### [EXERCISE TASK A]
Condense the paragraph of the people-product-purpose passage that begins "In practice, these extremes don't exist" into a shorter version that keeps its main facts.

### [QUOTED PASSAGE]

◇ ◇ ◇ ◇ ◇

So my mental model is a bit more nuanced. First, I see three pillars: people, product, and purpose. And second, my model is dynamic, focusing on “what happens”, not “what’s better”.
My model is a triangle of purpose, people (individuals and culture), and product.
All sides of the triangle are needed for enduring impact. Without one side, the triangle ultimately collapses as various pressures come to bear.
The following three examples are idealized because nothing really exists in a vacuum. A weak product, for example, is almost always related to a weak purpose, a weak people environment, or both. The value of these examples is in exploring the impact of each side in isolation.
There is high impact from a product with strong pull, high resilience from a clear and compelling purpose, but ultimately high burnout from a poor people environment. The strong belief, coupled with actual impact, taps into higher levels of calling that energize people, but they ultimately collapse from the distractions of bad behavior and operational friction. These types of organizations can be successful if they cultivate a steady stream of new true believers in the purpose and product.
There is high impact from a product with strong pull, high creativity and energy from the people, but ultimately reduced longevity if the team does not find clear purpose. Strong creativity and innovation coupled with tangible impact inspires people to continue to advance the product, but without clear purpose, the efforts are diluted by the team’s inability to apply force in a consistent direction. As a result, the product will bloat and ultimately succumb to competition or substitution. These types of organizations can be successful if both the solution space (feature set) and problem space (audience pain) are narrow, constraining purpose by context (like a niche product no-one else wants to build).
There is high resilience from purpose, high creativity and energy from the people, but low impact from a weak product. In this case, the people are strongly motivated and structurally supported to thrive but are just not effective in producing an impactful product. The team is missing one or more critical skills needed to transform ideas into action, and very little is improved for the audience the team has gathered to help. Ultimately, people will leave this organization because purpose has not materialized. These teams can endure if there is a continuous stream of capital and a steady stream of new talent where hope springs eternal but long-term success is questionable.
In practice, these extremes don’t exist — the 10 out of 10 team delivering a 1 out of 10 product. Rather, every team has all sides of the triangle in flux all the time. One of the primary jobs of leaders, then, is to constantly address whichever side of the triangle is weakest. In my experience, the triangle is built over time, often with two steps forward and one step back. But if you’re persistent, that triangle eventually becomes robust on all sides, with purpose, product, and people all reinforcing each other.

◇ ◇ ◇ ◇ ◇

### [EXERCISE TASK B]
Format the stretch of rows from their start through the line that contains "[78,112,271,240]" as a JSON list of strings, one string per line, and leave the picture out.

### [DATASET CONTENT]
◇ ◇ ◇ ◇ ◇

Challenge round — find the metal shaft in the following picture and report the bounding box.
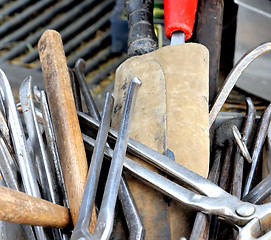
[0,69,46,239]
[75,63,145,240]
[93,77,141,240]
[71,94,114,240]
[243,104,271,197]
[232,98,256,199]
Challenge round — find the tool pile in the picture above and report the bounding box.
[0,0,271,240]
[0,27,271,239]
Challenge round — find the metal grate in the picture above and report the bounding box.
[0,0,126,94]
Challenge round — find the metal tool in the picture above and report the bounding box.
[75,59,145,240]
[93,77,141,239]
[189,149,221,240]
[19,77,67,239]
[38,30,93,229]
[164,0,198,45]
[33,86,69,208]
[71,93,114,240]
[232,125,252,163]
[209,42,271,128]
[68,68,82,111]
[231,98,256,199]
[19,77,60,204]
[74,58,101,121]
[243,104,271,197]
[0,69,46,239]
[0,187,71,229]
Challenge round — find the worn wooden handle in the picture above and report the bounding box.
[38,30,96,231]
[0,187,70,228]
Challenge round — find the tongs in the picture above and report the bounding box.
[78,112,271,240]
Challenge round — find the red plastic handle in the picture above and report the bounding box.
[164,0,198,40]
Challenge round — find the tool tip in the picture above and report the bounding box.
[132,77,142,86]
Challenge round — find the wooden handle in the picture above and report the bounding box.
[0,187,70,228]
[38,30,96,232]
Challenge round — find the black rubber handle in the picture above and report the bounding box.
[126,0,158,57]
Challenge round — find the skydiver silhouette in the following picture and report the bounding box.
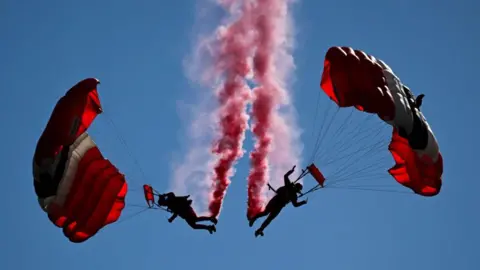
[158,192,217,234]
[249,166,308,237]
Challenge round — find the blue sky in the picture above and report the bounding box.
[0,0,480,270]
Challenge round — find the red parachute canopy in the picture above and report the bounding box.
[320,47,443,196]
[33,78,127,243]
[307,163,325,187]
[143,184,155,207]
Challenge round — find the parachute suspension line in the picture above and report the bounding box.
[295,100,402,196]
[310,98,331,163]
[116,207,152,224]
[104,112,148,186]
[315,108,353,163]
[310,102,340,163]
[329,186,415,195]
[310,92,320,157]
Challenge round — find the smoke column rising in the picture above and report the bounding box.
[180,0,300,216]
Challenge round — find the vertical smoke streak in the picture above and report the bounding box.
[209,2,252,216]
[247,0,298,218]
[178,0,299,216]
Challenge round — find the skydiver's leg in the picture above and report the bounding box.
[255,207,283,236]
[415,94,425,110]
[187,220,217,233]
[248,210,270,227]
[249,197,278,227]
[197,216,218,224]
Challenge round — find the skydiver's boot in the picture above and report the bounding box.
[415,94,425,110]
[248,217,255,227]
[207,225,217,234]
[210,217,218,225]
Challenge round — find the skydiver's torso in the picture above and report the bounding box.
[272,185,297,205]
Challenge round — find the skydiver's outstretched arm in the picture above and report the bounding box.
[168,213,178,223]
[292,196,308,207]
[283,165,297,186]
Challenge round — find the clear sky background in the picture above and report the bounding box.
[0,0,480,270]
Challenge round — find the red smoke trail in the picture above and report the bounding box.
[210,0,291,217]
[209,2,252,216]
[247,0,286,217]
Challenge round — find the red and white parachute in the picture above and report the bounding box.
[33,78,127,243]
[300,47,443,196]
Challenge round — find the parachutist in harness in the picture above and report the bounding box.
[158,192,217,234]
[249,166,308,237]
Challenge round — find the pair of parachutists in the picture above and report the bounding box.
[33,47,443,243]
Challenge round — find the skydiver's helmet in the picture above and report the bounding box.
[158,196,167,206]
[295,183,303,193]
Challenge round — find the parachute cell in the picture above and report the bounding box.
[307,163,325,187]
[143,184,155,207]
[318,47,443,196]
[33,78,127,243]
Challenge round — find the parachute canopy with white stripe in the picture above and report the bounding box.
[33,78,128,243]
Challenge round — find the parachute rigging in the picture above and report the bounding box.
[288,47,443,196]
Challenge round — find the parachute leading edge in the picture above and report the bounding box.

◇ ◇ ◇ ◇ ◇

### [WORKED SOLUTION A]
Real teams never reach these extremes, such as a 10-out-of-10 team delivering a 1-out-of-10 product. Instead, all three sides of the triangle are always in flux, so a leader's main job is to keep addressing whichever side is weakest. The triangle is built over time, often two steps forward and one step back. With persistence it becomes robust on every side, with purpose, product, and people reinforcing each other.

### [WORKED SOLUTION B]
[
  "Challenge round — find the metal shaft in the following picture and report the bounding box.",
  "[0,69,46,239]",
  "[75,63,145,240]",
  "[93,77,141,240]",
  "[71,94,114,240]",
  "[243,104,271,197]",
  "[232,98,256,199]",
  "Challenge round — find the tool pile in the picture above and report the bounding box.",
  "[0,0,271,240]",
  "[0,27,271,239]",
  "Challenge round — find the metal grate in the picture above and report the bounding box.",
  "[0,0,126,94]",
  "Challenge round — find the metal tool in the picture above and report the bounding box.",
  "[75,59,145,240]",
  "[93,77,141,239]",
  "[189,149,221,240]",
  "[19,77,67,239]",
  "[38,30,93,229]",
  "[164,0,198,45]",
  "[33,86,69,208]",
  "[71,93,114,240]",
  "[232,125,252,163]",
  "[209,42,271,128]",
  "[68,68,82,111]",
  "[231,98,256,199]",
  "[19,77,60,204]",
  "[74,58,101,121]",
  "[243,104,271,197]",
  "[0,69,46,239]",
  "[0,187,71,229]",
  "Challenge round — find the worn wooden handle in the picture above and report the bounding box.",
  "[38,30,96,231]",
  "[0,187,70,228]",
  "Challenge round — find the tongs in the picture above and report the bounding box.",
  "[78,112,271,240]"
]